TASK INPUT section start

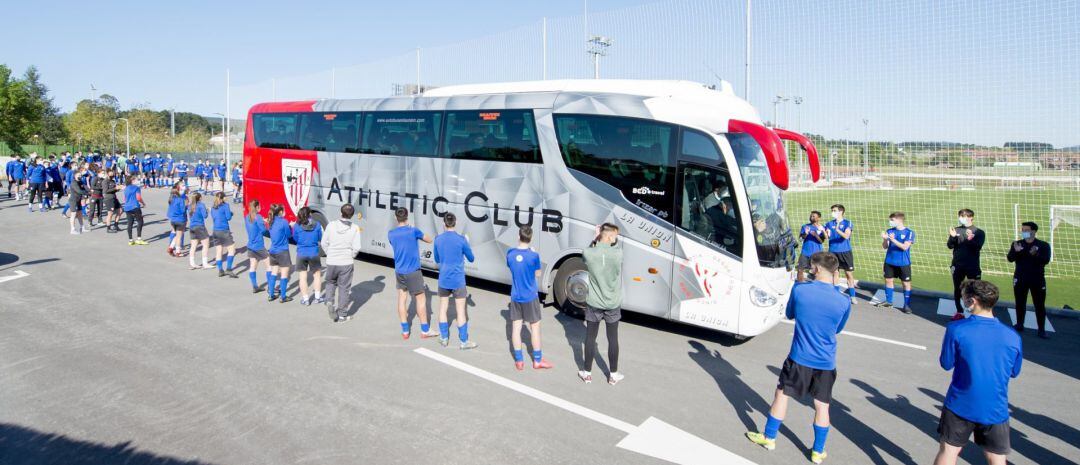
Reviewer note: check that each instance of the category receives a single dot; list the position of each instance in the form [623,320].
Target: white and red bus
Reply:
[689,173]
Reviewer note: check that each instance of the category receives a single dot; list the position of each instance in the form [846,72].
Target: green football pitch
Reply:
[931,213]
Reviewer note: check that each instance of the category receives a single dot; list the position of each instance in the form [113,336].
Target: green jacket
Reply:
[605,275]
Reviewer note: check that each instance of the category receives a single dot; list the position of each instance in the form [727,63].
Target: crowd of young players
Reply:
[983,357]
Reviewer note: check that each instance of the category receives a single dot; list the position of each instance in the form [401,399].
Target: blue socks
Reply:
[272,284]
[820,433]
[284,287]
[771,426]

TASK INPUT section end
TASK INPUT section start

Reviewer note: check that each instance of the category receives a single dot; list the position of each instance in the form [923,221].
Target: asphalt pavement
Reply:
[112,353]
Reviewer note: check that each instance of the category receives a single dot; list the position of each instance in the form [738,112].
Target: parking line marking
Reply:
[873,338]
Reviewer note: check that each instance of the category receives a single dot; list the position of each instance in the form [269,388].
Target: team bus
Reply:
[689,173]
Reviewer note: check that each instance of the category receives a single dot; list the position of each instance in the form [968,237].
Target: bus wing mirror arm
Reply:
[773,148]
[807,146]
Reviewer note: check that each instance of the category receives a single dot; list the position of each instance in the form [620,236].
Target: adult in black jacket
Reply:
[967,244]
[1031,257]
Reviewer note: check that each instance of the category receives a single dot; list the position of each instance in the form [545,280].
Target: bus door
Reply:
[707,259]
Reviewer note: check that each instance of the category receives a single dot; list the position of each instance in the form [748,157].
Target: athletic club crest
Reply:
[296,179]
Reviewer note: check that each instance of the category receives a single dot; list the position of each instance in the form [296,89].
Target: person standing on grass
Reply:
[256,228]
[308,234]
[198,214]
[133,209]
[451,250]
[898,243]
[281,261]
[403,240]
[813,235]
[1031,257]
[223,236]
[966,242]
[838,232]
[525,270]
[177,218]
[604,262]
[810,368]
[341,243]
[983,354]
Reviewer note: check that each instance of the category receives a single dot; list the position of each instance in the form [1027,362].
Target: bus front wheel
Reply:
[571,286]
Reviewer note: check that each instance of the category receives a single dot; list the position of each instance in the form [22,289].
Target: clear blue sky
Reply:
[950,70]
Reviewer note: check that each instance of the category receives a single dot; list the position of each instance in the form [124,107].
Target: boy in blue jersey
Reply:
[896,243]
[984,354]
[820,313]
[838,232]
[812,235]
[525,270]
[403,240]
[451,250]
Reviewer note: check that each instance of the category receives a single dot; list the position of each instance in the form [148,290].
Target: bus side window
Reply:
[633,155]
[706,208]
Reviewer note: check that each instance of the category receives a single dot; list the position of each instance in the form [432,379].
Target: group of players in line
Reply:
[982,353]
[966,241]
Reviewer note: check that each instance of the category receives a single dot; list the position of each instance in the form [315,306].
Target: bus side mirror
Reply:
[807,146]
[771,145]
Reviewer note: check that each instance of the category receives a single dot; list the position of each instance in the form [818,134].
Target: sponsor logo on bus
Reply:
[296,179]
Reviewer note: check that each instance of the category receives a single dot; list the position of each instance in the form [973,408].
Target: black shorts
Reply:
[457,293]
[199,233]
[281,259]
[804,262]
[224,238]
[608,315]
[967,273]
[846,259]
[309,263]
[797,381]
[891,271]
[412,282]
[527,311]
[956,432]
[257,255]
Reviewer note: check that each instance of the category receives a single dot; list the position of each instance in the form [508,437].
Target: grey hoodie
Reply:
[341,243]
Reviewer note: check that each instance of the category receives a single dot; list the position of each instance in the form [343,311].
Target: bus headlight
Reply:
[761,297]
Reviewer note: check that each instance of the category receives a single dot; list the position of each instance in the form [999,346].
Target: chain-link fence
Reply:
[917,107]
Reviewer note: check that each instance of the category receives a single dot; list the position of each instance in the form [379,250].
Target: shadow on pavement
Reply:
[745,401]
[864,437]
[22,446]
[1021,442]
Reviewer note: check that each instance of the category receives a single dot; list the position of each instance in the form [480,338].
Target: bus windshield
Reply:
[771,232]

TASK INPUT section end
TASK INPUT section start

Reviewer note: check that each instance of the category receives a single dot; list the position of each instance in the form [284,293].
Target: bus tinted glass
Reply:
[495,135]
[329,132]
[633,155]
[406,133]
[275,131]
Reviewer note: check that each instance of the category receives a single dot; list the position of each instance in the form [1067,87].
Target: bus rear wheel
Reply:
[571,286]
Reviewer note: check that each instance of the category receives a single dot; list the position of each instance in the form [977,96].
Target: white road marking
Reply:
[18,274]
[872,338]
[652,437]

TASK INPUT section end

*WORK TO BE COMPLETED*:
Wherever the word "wheel" shows up in the material, copy the line it is on.

*EXERCISE OUTPUT*:
Target: bus front wheel
Target: bus rear wheel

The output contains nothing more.